Records for the exercise section start
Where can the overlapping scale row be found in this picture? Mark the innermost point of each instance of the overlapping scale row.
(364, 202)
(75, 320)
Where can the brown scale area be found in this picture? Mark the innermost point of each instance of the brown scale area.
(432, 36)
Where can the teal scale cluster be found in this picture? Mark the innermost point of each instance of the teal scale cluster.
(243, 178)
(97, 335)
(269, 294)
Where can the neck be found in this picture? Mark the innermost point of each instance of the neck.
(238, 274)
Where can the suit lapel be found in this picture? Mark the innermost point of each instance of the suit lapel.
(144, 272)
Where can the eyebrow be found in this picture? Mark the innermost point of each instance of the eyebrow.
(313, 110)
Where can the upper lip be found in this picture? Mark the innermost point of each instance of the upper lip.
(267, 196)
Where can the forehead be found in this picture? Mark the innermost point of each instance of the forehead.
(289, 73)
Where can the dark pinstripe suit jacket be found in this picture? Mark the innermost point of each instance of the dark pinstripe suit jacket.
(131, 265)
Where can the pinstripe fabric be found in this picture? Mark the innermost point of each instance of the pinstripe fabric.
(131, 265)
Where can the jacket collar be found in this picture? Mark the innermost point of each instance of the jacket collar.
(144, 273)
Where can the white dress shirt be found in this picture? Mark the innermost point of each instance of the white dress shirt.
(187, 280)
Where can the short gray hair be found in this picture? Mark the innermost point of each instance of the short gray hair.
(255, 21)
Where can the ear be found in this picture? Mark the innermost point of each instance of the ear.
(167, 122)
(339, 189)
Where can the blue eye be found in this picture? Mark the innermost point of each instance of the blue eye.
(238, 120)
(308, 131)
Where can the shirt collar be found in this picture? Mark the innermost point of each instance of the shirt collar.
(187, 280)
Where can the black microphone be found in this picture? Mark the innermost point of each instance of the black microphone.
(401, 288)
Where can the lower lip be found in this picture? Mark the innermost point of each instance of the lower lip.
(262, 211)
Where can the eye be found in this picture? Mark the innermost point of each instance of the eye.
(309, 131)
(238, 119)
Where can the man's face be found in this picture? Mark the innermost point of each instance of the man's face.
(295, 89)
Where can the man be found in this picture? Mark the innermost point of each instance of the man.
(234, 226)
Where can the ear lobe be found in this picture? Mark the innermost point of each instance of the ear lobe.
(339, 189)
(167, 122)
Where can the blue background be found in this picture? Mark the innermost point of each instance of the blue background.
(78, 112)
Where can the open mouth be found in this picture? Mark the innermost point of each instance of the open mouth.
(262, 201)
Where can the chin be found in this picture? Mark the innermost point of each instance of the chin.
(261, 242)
Records for the exercise section end
§ **Exercise**: Restate the listing in full, word for word.

§ **Answer box**:
Where can the overlapping scale row be found in this picture? Mark the innermost point of each instance of the overlapping scale row.
(364, 202)
(75, 320)
Where can the brown scale area be found in this picture? Mark the innermost point of each instance of the brown scale area.
(432, 36)
Where can the teal scale cluster be found in this picture? Mark the innermost point of each instance of the teal scale cluster.
(243, 178)
(97, 335)
(269, 294)
Where can the neck be found in this picture? Mark the innermost point of each instance of the neck.
(238, 274)
Where can the suit lapel be found in this picture? Mark the innermost point of each instance of the suit lapel.
(144, 272)
Where can the eyebrow be found in this picture? Mark the innermost point of each instance of the eyebrow.
(313, 110)
Where can the upper lip be found in this picture? Mark the innermost point of each instance of the upper lip.
(267, 196)
Where can the forehead be found in this picture? Mark the innermost point of each instance of the forehead.
(289, 73)
Where can the dark pinstripe suit jacket be found in this picture? Mark the innermost point of each instance of the dark pinstripe suit jacket.
(131, 265)
Where can the pinstripe fabric be found in this picture? Mark the innermost point of each instance of the pinstripe fabric.
(131, 265)
Where can the jacket collar be found in this picture? Mark the innermost point of each instance of the jacket collar.
(144, 273)
Where can the white dress shirt be found in this picture? Mark the innermost point of each instance of the white dress shirt.
(187, 280)
Where can the short gray hair be found in this picture? Mark the innermost point of each instance of the short gray hair.
(255, 21)
Where can the ear be found in this picture? Mark the innermost point of each instance of the ear.
(167, 122)
(339, 189)
Where can the blue eye be found in this picture? Mark the innermost point of each instance of the blue eye.
(238, 120)
(308, 131)
Where can the shirt collar be found in this picture? Mark the innermost point of each instance of the shirt collar.
(187, 280)
Where can the black microphone be found in this picture? Mark the innermost point of each instance of the black microphone.
(401, 288)
Where can the lower lip be found in this picture? Mark the innermost point of each instance of the lower lip.
(262, 211)
Where can the eye be found in this picture? Mark the innermost point of each instance of the eye.
(309, 131)
(238, 119)
Where can the man's face be found in this picture? Mark the innermost point of each instance of the man's face.
(295, 89)
Where can the man be found in this picture? Mark the innermost point of each instance of the man.
(234, 226)
Where can the ear lobe be found in this picture? Mark the innermost point of each instance of the ear lobe.
(339, 189)
(167, 122)
Where can the blue background be found in this picture? Mark the innermost point of each instance of the blue background.
(78, 112)
Where can the open mouth be found in this picture? Mark the innermost point of each instance of the open mouth.
(262, 201)
Where can the chin be found in this picture? Mark the innermost point of each instance of the chin.
(261, 242)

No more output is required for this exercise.